TASK PROMPT >> Would you please copy the part of the material below that opens with the line containing "Task: point out the sunglasses" and closes with the line containing "Task: point out the paved path"? Copy it exactly, and only it.

MATERIAL SUPPLIED section start

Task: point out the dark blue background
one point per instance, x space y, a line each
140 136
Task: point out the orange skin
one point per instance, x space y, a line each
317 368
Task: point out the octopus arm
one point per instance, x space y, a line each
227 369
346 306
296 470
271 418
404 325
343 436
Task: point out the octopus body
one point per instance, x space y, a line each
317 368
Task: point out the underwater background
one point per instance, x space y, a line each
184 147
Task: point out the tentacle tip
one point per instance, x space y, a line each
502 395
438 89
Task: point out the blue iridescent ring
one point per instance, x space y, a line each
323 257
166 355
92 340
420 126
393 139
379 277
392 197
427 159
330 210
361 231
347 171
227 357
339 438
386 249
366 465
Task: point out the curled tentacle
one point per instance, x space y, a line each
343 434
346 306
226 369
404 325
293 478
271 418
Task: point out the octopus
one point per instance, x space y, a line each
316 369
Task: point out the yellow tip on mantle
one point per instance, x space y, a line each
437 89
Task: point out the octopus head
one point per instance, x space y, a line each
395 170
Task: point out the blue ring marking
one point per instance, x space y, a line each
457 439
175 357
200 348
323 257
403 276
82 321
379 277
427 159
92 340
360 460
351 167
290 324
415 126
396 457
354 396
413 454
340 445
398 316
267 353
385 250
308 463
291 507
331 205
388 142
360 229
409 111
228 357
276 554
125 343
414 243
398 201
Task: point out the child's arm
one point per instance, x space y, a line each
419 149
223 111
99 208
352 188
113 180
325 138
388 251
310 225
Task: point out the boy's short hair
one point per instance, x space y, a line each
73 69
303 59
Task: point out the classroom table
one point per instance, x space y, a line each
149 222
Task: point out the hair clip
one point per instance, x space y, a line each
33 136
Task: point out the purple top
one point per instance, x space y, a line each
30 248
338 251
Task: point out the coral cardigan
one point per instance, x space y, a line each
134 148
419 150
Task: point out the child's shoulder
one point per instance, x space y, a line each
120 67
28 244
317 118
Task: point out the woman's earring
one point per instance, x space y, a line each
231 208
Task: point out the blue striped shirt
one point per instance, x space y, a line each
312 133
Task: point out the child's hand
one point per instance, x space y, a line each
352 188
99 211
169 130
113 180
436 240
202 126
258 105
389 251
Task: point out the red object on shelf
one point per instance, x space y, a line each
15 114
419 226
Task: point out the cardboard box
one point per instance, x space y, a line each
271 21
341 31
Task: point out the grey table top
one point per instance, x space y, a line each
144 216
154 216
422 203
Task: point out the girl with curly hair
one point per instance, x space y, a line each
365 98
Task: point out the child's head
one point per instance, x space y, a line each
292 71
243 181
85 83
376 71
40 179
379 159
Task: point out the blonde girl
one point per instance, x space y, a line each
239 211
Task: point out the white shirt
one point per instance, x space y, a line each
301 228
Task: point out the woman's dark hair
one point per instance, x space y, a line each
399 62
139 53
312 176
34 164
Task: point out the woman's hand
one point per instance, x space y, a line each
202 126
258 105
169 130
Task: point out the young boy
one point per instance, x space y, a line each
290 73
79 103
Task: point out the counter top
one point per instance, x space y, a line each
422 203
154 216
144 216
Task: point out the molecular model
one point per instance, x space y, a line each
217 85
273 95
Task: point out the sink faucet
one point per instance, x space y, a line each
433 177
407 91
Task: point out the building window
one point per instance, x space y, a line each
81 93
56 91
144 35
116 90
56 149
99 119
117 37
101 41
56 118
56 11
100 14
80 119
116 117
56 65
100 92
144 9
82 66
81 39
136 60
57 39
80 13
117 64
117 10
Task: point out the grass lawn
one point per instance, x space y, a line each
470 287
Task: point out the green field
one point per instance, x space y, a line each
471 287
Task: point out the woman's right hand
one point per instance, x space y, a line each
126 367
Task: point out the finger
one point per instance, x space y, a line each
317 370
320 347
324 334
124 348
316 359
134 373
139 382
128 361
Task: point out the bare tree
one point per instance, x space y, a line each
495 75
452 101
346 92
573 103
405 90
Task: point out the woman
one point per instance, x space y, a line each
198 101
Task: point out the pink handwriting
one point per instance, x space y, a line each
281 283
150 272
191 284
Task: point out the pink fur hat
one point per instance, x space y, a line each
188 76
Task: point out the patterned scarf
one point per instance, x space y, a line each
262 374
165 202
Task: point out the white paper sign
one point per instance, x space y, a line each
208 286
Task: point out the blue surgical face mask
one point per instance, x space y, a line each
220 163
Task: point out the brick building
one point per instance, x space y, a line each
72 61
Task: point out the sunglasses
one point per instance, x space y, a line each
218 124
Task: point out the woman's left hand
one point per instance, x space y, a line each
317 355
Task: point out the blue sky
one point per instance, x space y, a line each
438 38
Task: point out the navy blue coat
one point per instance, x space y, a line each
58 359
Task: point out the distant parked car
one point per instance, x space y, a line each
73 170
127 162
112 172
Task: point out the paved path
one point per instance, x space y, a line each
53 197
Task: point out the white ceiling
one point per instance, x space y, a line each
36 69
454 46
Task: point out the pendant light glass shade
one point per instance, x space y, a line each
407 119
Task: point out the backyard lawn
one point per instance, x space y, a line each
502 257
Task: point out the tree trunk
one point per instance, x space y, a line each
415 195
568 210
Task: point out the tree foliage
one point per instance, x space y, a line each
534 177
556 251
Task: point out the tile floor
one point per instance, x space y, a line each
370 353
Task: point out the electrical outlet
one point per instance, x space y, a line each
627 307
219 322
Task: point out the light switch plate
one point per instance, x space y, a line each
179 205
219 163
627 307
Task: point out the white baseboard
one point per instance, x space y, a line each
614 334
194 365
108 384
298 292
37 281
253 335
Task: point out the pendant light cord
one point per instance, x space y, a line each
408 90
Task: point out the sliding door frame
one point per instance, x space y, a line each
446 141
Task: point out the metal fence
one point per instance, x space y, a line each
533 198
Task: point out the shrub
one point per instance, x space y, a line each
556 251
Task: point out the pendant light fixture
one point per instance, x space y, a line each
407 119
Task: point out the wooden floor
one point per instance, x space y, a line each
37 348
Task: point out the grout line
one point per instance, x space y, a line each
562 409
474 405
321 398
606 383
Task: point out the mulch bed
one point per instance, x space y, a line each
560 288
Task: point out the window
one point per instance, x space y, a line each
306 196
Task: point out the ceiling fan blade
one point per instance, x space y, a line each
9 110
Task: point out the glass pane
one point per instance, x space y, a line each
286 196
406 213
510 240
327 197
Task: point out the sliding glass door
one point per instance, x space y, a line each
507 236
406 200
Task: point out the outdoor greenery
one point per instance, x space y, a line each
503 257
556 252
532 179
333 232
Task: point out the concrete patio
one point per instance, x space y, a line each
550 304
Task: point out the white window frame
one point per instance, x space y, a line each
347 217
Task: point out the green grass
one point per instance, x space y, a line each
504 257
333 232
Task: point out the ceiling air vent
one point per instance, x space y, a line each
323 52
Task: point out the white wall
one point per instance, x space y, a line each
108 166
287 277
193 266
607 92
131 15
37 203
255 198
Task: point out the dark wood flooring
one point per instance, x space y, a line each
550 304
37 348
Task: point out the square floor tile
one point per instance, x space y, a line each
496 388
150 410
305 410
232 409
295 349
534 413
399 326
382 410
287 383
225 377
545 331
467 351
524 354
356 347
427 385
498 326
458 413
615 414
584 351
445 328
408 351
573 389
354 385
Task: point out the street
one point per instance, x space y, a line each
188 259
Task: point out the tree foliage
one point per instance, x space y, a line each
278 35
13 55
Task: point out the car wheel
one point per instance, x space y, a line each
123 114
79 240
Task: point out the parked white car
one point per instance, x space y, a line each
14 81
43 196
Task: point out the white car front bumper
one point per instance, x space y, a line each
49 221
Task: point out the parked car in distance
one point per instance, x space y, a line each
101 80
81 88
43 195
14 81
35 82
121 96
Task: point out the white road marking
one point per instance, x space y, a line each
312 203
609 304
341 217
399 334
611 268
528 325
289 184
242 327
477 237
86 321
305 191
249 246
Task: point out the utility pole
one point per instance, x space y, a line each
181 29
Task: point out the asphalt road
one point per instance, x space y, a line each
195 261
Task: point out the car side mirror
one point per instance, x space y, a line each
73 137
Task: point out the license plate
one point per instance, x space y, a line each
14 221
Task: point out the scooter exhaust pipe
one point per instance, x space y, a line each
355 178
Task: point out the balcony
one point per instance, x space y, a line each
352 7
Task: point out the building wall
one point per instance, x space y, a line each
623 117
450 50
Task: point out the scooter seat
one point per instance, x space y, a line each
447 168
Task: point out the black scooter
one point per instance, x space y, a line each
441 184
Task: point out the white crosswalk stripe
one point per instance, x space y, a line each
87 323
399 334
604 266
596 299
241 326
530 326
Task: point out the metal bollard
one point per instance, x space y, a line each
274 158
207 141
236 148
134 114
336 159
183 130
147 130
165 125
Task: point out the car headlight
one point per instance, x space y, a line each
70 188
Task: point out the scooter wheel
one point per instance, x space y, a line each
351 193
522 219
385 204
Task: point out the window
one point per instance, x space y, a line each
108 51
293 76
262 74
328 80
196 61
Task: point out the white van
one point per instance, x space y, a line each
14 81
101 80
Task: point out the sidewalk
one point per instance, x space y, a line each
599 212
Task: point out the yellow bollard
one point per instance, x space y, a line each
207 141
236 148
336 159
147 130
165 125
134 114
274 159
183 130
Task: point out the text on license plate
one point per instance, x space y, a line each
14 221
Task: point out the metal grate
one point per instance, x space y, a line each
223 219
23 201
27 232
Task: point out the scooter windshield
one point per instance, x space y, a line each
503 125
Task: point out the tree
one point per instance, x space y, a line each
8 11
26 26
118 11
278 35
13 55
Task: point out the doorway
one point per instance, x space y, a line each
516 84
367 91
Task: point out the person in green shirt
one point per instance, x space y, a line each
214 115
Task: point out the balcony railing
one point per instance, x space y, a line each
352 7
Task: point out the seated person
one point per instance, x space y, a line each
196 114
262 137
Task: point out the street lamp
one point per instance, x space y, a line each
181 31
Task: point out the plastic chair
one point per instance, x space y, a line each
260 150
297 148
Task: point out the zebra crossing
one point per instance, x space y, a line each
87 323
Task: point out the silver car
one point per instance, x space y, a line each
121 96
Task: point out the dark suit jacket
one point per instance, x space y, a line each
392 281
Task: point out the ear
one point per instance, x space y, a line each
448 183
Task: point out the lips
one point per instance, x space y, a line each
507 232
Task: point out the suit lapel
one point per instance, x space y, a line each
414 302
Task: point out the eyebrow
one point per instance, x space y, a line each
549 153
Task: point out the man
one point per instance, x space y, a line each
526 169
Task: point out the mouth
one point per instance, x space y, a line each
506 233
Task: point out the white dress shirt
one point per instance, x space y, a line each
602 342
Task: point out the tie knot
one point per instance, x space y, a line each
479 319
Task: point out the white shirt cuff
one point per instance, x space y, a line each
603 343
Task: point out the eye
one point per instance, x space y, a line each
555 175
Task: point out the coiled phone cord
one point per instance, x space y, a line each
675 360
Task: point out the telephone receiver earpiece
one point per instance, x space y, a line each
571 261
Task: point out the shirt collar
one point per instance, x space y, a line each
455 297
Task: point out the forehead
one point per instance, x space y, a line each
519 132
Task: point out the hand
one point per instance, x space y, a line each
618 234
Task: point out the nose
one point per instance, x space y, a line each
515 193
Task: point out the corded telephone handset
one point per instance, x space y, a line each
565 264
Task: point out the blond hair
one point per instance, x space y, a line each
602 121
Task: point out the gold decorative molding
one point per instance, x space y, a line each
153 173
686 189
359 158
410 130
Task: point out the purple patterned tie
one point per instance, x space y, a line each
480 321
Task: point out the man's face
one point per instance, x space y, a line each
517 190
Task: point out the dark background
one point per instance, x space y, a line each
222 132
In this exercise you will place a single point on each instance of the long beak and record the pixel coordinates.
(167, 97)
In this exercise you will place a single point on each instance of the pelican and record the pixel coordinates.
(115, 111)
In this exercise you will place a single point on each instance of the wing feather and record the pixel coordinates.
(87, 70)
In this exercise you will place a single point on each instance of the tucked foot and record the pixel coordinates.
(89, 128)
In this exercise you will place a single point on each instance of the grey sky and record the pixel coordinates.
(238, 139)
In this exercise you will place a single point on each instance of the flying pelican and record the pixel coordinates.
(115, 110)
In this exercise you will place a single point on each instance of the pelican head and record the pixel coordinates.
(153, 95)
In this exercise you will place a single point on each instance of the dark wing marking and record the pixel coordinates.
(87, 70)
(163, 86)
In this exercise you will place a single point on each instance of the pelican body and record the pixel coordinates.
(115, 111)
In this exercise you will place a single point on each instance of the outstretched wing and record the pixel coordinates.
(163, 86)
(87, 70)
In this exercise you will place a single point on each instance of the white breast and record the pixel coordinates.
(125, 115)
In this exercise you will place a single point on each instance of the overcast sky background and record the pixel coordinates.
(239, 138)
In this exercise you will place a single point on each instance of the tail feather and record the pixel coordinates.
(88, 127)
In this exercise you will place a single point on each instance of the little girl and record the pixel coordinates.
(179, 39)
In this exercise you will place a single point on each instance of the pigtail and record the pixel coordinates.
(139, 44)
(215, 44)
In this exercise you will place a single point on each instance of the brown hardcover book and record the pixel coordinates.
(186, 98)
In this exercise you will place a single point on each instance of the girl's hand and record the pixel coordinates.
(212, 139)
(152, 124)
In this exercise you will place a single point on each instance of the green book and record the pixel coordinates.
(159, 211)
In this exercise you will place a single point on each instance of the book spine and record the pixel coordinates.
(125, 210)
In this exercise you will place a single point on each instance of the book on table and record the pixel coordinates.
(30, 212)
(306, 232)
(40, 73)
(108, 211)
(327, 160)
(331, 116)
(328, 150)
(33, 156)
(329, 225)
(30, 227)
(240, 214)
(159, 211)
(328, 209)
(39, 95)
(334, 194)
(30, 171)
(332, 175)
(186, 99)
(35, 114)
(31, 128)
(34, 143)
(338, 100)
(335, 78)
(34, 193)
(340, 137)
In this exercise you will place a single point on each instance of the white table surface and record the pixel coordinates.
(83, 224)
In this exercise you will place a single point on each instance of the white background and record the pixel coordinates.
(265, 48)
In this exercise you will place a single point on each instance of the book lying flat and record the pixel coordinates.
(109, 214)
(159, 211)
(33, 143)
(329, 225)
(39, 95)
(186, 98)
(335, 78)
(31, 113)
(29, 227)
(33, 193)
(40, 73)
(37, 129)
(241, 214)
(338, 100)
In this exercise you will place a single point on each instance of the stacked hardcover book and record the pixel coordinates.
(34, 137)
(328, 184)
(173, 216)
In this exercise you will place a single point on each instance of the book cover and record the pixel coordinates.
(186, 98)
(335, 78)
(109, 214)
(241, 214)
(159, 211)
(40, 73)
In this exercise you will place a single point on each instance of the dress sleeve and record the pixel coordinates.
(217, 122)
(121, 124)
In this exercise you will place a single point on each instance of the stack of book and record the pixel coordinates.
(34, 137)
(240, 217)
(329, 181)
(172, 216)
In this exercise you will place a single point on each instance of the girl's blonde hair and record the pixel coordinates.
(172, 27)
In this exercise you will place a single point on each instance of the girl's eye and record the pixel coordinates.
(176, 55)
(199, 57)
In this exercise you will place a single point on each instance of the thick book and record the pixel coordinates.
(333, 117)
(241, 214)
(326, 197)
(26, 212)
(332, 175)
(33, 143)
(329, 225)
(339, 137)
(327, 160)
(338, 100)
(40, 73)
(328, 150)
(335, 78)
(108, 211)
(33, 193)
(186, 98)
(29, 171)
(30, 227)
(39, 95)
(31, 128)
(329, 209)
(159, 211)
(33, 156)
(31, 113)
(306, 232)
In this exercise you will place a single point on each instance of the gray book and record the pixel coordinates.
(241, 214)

MATERIAL SUPPLIED section end

REPLY >>
Task: point out the sunglasses
one point per instance, x space y, a line each
218 124
Task: point out the woman's left hand
one point per instance, x space y, a line each
317 355
Task: point out the blue sky
one point per instance, x space y, a line each
438 38
Task: point out the navy blue coat
one point per instance, x space y, a line each
58 359
Task: point out the distant parked car
one point per instance, x space y, a line each
73 170
127 162
112 172
Task: point out the paved path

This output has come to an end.